CONSEGNA:
Ricopia parola per parola il passo della discussione sulla radiocronaca di Sky da "Parliamoci chiaro, Antenna3" a "lo faccio sempre..".

DOCUMENTO:

------------------------------------------------------------

# Clamoroso Sky: radiocronaca della CL stile "Quelli che il calcio..."



## Il Re dell'Est (16 Settembre 2015)

*Clamoroso Sky: radiocronaca della CL stile "Quelli che il calcio..."*

Ieri sera gli abbonati di Sky si sono trovati davanti ai loro occhi una novità alquanto bizzarra, e da alcuni definita grottesca o addirittura triste. Infatti nei consueti appuntamenti con il notiziario Sky Sport 24, una volta ogni 20 minuti, è stato effettuato un collegamento con i vari campi della CL, con i cronisti che hanno raccontato in diretta quello che stavano vedendo. Ovviamente senza trasmettere le immagini. 
Questo è un format inglese molto diffuso altrove, ma in Italia conosciuto solo per la trasmissione "quelli che il calcio".


----------



## mefisto94 (16 Settembre 2015)

Tipo Telelombardia.


----------



## Milanforever26 (16 Settembre 2015)

Per un emittente come Sky è davvero un modo efficace per rendersi ridicoli...Capisco voler in tutti i modi fare un dispetto a mediaset ma così la figuraccia la fanno loro..


----------



## pazzomania (16 Settembre 2015)

mefisto94 ha scritto:


> Tipo Telelombardia.





Milanforever26 ha scritto:


> Per un emittente come Sky è davvero un modo efficace per rendersi ridicoli...Capisco voler in tutti i modi fare un dispetto a mediaset ma così la figuraccia la fanno loro..



Io invece ho sempre pensato che una trasmissione come QSVS, magari sostituendo qualche ospite rincitrullito evidentemente, possa fare milioni di ascoltatori se finisse su una rete importante


----------



## mefisto94 (16 Settembre 2015)

pazzomania ha scritto:


> Io invece ho sempre pensato che una trasmissione come QSVS, magari sostituendo qualche ospite rincitrullito evidentemente, possa fare milioni di ascoltatori se finisse su una rete importante



Non credo...gli appassionati veri si vogliono guardare le partite, non se ne fanno nulla del commento.


----------



## pazzomania (16 Settembre 2015)

mefisto94 ha scritto:


> Non credo...gli appassionati veri si vogliono guardare le partite, non se ne fanno nulla del commento.



Ma, ti dirò che fra gli over 60, nonostante la passione per il calcio, molti non si abbonano alla pay.

Parliamoci chiaro, Antenna3 e Telelombardia, sono il Network di reti locali più visto d' Italia, e stanno in piedi praticamente solo grazie al calcio, quindi molta gente le guarda.

Io stesso quando non so che fare la sera o prima di dormire, un giretto sui loro canali lo faccio sempre..

------------------------------------------------------------

ELENCO:
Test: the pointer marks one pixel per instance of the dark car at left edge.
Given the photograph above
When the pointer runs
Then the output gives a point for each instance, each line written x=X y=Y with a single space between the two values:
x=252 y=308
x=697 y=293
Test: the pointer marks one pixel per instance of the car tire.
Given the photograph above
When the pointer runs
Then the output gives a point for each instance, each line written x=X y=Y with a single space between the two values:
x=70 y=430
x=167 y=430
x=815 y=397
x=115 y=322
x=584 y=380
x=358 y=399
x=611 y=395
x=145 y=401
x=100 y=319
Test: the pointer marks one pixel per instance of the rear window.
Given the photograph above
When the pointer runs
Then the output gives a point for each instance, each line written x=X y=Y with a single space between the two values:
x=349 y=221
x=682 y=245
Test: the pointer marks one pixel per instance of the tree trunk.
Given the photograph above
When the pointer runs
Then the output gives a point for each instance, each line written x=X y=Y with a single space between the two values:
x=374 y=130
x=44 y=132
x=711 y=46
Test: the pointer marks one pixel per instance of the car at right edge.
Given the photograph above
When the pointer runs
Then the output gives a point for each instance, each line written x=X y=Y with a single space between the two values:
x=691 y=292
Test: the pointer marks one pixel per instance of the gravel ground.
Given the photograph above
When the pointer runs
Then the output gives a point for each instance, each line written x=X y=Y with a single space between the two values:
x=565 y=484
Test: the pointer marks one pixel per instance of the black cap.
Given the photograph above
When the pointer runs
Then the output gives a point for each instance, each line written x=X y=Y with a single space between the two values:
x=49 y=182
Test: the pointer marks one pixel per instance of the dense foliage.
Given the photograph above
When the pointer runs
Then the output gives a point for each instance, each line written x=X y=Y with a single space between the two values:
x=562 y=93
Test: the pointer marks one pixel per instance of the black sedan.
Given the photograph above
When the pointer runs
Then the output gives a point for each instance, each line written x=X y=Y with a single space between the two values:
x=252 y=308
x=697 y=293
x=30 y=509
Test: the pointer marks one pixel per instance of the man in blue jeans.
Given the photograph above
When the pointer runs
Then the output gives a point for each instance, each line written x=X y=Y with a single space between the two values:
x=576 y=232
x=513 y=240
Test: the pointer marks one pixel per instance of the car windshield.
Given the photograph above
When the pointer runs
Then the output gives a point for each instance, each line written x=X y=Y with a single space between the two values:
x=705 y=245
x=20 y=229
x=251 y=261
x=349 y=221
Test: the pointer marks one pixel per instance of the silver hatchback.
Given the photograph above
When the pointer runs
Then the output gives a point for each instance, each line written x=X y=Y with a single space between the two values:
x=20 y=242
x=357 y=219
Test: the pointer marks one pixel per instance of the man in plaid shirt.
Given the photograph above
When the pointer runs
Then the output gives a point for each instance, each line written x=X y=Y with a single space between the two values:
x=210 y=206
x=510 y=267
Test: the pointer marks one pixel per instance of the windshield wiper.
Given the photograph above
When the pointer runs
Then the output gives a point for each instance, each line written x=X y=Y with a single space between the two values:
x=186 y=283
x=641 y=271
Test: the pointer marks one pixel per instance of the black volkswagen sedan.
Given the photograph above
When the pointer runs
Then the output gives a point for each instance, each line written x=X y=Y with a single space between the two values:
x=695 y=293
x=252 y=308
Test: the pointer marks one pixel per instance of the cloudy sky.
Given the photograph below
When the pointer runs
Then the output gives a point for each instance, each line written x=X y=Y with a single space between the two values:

------------------------------------------------------------

SOLUZIONE:
Parliamoci chiaro, Antenna3 e Telelombardia, sono il Network di reti locali più visto d' Italia, e stanno in piedi praticamente solo grazie al calcio, quindi molta gente le guarda.

Io stesso quando non so che fare la sera o prima di dormire, un giretto sui loro canali lo faccio sempre..